Using the entries below, quote exactly the span of lines that begins with the line containing "Identify orange pumpkin in the frame above." and ends with the final line.

..........

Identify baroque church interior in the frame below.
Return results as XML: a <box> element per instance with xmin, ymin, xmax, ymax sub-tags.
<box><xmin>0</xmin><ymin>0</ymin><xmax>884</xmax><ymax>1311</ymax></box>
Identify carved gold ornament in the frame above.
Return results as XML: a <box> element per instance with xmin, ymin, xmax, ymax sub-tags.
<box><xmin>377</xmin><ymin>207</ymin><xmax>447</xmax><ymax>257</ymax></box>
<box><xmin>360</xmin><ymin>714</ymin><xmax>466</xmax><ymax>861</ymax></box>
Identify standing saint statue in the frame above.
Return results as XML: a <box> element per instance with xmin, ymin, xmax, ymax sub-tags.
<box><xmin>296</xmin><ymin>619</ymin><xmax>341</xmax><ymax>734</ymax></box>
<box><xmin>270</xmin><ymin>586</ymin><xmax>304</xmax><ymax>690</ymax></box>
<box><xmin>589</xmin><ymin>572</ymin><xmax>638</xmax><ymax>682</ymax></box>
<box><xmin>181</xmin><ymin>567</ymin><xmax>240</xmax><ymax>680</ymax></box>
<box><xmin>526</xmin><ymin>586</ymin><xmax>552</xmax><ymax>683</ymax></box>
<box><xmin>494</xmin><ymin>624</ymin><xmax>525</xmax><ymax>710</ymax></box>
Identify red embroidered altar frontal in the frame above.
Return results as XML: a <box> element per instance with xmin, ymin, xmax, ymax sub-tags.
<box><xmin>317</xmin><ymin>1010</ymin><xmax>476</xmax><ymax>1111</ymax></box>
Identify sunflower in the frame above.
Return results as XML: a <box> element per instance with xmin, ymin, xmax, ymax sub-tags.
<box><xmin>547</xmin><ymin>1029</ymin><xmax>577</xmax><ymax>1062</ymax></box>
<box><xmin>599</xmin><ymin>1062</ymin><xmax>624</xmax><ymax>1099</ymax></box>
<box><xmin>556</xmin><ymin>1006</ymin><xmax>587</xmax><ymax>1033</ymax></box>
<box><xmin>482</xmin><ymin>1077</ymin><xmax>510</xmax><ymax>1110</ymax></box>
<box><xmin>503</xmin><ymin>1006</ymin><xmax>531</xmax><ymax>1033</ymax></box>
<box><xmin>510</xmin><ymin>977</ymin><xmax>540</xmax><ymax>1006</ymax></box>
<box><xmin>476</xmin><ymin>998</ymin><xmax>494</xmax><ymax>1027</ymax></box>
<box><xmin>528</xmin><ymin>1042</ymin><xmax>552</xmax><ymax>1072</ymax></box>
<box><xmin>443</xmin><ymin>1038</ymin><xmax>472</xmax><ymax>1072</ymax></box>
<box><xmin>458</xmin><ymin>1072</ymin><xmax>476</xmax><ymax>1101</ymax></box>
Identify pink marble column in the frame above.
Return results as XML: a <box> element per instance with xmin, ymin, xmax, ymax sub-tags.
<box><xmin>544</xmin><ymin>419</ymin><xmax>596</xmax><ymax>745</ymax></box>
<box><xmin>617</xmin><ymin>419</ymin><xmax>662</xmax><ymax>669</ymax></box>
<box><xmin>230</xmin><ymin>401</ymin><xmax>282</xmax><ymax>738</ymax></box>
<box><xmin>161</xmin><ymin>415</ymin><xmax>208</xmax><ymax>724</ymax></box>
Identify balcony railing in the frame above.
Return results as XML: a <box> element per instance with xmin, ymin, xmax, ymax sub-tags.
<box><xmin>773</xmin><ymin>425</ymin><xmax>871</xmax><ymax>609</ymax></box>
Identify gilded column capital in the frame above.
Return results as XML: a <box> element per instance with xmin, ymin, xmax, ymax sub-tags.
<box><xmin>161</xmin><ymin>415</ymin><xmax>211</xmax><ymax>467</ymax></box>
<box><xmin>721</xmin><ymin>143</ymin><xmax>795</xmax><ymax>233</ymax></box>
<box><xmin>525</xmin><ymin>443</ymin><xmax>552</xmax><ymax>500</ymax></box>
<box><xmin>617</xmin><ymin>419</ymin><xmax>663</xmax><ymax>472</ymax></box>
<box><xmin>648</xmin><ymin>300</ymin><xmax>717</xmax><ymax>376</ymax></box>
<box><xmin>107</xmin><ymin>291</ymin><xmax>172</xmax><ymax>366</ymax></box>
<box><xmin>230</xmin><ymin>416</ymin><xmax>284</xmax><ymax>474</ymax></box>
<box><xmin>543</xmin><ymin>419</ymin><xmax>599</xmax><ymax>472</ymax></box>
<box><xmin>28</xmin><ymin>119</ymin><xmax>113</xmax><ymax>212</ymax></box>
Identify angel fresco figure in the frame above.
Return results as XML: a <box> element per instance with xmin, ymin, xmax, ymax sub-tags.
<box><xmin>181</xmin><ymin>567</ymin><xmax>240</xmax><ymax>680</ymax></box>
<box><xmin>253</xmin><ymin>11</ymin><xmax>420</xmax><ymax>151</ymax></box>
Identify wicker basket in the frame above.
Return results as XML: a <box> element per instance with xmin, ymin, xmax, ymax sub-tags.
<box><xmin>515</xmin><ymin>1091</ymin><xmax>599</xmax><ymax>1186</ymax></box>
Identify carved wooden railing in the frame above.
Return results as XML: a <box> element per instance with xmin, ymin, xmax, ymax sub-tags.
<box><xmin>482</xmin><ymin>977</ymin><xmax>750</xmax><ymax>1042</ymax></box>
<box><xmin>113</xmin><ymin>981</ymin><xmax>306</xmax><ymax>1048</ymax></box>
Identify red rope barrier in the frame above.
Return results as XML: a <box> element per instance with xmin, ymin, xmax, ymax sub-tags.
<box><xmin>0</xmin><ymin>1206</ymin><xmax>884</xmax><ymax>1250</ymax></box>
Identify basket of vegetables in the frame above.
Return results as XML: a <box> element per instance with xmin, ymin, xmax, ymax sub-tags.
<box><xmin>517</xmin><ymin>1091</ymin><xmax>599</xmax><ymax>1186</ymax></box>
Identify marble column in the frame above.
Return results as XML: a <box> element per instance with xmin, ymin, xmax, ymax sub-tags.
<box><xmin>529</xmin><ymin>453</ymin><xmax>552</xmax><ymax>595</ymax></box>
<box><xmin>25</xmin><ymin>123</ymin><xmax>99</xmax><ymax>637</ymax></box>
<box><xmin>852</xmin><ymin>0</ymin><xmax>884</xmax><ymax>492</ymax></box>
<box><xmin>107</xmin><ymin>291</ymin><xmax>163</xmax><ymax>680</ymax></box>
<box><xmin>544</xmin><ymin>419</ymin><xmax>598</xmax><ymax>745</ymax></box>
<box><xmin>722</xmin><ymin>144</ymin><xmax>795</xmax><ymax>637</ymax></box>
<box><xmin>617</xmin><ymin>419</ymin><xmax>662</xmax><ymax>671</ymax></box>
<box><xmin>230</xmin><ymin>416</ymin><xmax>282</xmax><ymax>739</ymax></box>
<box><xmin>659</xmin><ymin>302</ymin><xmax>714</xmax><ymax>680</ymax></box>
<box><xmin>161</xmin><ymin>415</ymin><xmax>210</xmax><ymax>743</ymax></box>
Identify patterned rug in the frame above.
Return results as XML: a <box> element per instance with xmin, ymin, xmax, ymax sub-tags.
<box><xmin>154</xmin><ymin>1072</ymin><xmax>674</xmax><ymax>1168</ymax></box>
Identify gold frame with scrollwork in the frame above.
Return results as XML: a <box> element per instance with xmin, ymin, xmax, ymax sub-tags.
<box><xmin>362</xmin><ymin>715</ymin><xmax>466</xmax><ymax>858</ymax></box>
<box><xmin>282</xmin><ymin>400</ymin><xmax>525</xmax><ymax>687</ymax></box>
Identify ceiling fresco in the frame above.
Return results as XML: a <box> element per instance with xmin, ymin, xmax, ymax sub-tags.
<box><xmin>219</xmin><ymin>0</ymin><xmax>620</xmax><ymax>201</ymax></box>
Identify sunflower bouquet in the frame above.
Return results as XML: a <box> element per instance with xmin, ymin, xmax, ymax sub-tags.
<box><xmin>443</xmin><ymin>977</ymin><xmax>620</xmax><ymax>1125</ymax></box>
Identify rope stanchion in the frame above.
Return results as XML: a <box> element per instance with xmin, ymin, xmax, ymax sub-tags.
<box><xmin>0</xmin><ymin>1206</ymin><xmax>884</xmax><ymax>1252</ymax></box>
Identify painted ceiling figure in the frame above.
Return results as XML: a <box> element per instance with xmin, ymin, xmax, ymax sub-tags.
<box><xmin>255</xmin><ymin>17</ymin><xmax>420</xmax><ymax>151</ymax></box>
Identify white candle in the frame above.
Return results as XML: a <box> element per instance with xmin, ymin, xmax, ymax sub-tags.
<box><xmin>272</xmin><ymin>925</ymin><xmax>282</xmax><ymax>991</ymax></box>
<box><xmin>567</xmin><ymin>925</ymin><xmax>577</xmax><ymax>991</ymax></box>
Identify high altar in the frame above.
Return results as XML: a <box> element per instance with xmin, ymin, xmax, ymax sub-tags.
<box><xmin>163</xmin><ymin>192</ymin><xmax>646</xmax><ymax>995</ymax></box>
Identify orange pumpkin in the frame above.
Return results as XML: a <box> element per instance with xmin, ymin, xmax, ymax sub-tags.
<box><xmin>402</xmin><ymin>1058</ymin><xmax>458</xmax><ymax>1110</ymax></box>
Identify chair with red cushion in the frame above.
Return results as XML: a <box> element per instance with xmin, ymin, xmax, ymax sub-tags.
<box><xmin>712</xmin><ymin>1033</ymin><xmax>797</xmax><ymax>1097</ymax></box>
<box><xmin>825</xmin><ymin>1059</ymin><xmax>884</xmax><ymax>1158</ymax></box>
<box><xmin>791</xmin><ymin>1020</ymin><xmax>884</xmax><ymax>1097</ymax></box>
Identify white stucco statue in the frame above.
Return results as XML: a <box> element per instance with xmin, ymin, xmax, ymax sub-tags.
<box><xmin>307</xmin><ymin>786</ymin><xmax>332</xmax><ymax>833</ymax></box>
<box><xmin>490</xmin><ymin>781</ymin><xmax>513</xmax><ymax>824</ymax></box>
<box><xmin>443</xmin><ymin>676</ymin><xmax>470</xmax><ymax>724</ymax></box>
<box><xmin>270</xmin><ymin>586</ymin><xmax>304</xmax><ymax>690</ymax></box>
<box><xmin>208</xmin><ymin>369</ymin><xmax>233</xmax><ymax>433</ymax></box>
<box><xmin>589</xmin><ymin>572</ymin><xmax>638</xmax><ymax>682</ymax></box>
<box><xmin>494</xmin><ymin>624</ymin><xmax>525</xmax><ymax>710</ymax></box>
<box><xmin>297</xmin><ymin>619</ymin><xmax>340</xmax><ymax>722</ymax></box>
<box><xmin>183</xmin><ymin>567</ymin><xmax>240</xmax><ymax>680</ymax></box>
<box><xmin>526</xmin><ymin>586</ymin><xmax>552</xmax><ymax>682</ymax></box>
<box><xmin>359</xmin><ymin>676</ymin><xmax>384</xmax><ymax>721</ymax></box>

..........

> THE ANSWER
Identify orange pumpkin in the frame above.
Return results as XML: a <box> element per instance with xmin, ymin, xmax, ymax sub-tags.
<box><xmin>402</xmin><ymin>1058</ymin><xmax>458</xmax><ymax>1110</ymax></box>
Identify chair with red cushion in the frame above.
Return results as XML: a <box> element per instance with xmin, ymin, xmax, ymax sub-tags.
<box><xmin>712</xmin><ymin>1033</ymin><xmax>797</xmax><ymax>1097</ymax></box>
<box><xmin>825</xmin><ymin>1059</ymin><xmax>884</xmax><ymax>1158</ymax></box>
<box><xmin>791</xmin><ymin>1020</ymin><xmax>884</xmax><ymax>1097</ymax></box>
Identify white stucco statue in the frame above.
Return results as XML: a <box> element per instance with xmin, ymin, xmax, ymax sub-tags.
<box><xmin>307</xmin><ymin>786</ymin><xmax>332</xmax><ymax>833</ymax></box>
<box><xmin>490</xmin><ymin>781</ymin><xmax>513</xmax><ymax>824</ymax></box>
<box><xmin>443</xmin><ymin>676</ymin><xmax>470</xmax><ymax>724</ymax></box>
<box><xmin>270</xmin><ymin>586</ymin><xmax>304</xmax><ymax>690</ymax></box>
<box><xmin>208</xmin><ymin>369</ymin><xmax>233</xmax><ymax>433</ymax></box>
<box><xmin>589</xmin><ymin>572</ymin><xmax>638</xmax><ymax>682</ymax></box>
<box><xmin>494</xmin><ymin>624</ymin><xmax>525</xmax><ymax>710</ymax></box>
<box><xmin>297</xmin><ymin>619</ymin><xmax>340</xmax><ymax>722</ymax></box>
<box><xmin>183</xmin><ymin>567</ymin><xmax>240</xmax><ymax>680</ymax></box>
<box><xmin>526</xmin><ymin>586</ymin><xmax>552</xmax><ymax>682</ymax></box>
<box><xmin>359</xmin><ymin>676</ymin><xmax>384</xmax><ymax>721</ymax></box>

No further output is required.